■ EXERCISE ■
Every line of the data, first to last, must be written out unchanged.

Records from a data collection:
▬▬▬

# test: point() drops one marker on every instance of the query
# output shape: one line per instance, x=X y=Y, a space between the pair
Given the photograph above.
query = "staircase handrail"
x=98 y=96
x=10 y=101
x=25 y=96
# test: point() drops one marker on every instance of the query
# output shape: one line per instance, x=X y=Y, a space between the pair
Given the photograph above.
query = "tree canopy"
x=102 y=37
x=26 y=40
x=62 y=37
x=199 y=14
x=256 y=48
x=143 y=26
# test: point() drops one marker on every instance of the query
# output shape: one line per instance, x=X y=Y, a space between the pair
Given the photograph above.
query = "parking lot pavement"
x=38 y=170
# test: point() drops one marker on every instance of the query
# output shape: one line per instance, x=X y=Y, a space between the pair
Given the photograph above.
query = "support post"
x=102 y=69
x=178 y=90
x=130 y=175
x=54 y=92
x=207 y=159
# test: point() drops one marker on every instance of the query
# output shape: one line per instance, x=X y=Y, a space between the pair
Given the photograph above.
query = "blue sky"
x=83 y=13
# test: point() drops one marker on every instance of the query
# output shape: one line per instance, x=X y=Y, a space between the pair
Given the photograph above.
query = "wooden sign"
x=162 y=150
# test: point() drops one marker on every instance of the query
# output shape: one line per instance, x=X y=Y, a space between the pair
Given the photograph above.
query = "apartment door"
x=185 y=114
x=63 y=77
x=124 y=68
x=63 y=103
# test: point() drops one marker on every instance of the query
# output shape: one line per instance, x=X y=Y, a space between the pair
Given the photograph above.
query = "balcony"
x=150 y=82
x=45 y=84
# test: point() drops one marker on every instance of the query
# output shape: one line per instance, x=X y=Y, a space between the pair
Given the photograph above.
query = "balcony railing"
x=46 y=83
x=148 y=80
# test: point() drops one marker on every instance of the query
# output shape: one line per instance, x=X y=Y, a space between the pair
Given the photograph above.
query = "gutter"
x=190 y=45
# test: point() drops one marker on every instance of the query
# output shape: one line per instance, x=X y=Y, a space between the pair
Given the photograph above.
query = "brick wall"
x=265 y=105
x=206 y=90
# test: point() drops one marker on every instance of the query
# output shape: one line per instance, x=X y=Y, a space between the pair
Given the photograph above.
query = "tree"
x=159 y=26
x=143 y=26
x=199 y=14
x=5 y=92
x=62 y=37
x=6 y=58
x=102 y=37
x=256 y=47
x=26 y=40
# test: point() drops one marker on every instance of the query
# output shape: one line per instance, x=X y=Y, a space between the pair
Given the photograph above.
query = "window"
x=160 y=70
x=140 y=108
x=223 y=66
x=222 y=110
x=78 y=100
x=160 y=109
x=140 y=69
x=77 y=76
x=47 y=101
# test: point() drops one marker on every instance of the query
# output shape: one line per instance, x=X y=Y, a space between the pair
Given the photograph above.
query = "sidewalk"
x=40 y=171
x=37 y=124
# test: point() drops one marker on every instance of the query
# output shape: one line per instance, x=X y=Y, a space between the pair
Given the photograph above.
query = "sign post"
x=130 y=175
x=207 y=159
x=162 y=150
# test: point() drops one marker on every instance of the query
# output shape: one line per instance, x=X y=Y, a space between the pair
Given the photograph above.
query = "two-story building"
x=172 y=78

▬▬▬

■ ANSWER TO THIS TASK ■
# test: point() drops one marker on every instance of the query
# output shape: one line per instance, x=X y=Y, a space between the pair
Given the photograph above.
query = "staircase handrail"
x=98 y=96
x=10 y=101
x=25 y=96
# test: point() drops one marker on every instance of the query
# output shape: one line per instance, x=X y=Y, a space between the pair
Given the photograph above.
query = "tree canopy"
x=102 y=37
x=26 y=40
x=62 y=37
x=199 y=14
x=256 y=48
x=143 y=26
# test: point() drops one marker on every instance of the query
# output shape: one line per instance, x=X y=Y, a space between the pair
Given the photograph above.
query = "parking lot pavement"
x=38 y=170
# test: point() drops one marker on every instance of the query
# output shape: one line per instance, x=X y=Y, a space between the pair
Given the photograph above.
query = "support post"
x=102 y=69
x=178 y=90
x=130 y=175
x=54 y=92
x=207 y=159
# test: point() drops one marker on every instance of the query
# output shape: one line per instance, x=X y=Y, a space between the pair
Given the photograph above.
query = "blue sky"
x=83 y=13
# test: point() drops one marker on every instance of the query
# output shape: one line per instance, x=X y=Y, a space between the pair
Given the photograph above.
query = "wooden sign"
x=162 y=150
# test: point() drops one marker on every instance of the query
# output shape: one line per instance, x=X y=Y, a space between the pair
Given the photograph above.
query = "apartment door"
x=185 y=114
x=63 y=77
x=124 y=68
x=63 y=103
# test: point() drops one marker on every instance of the query
# output shape: one line per instance, x=X y=Y, a space between the pair
Given the photograph above.
query = "balcony"
x=150 y=82
x=45 y=84
# test: point() drops one marker on every instance of the query
# output shape: one line per instance, x=X y=Y, a space between the pair
Given the photograph above.
query = "balcony railing"
x=46 y=83
x=148 y=80
# test: point() drops one marker on every instance of the query
# output shape: one line per instance, x=X y=Y, a space between the pair
Given the photograph above.
query = "gutter"
x=190 y=45
# test: point() drops one marker on every instance of the query
# output shape: one line per instance, x=X y=Y, a space between the pair
Given the photograph above.
query = "brick wall"
x=265 y=105
x=206 y=90
# test: point() drops one marker on every instance of the query
# output shape: one line per instance, x=X y=Y, a space between the pair
Given the photograph above.
query = "tree"
x=159 y=26
x=143 y=26
x=199 y=14
x=5 y=92
x=62 y=37
x=6 y=58
x=102 y=37
x=256 y=47
x=26 y=40
# test: point() drops one marker on every instance of the query
# output shape: one line per instance, x=X y=Y, a space between the pair
Given the photograph above.
query = "window"
x=160 y=70
x=140 y=108
x=223 y=66
x=222 y=110
x=78 y=100
x=160 y=109
x=140 y=69
x=77 y=76
x=47 y=101
# test: point() drops one marker on every instance of the query
# output shape: one line per instance, x=X y=Y, a space between the pair
Given the photograph above.
query = "sidewalk"
x=40 y=171
x=37 y=124
# test: point() drops one marker on every instance of the query
# output shape: one line per instance, x=X y=Y, a space between the pair
Given the photograph above.
query = "sign post"
x=130 y=175
x=207 y=159
x=162 y=150
# test: point() drops one marker on every instance of the query
# output shape: one line per instance, x=X y=Y, a space between the pair
Given the photograph above.
query = "two-story building"
x=172 y=78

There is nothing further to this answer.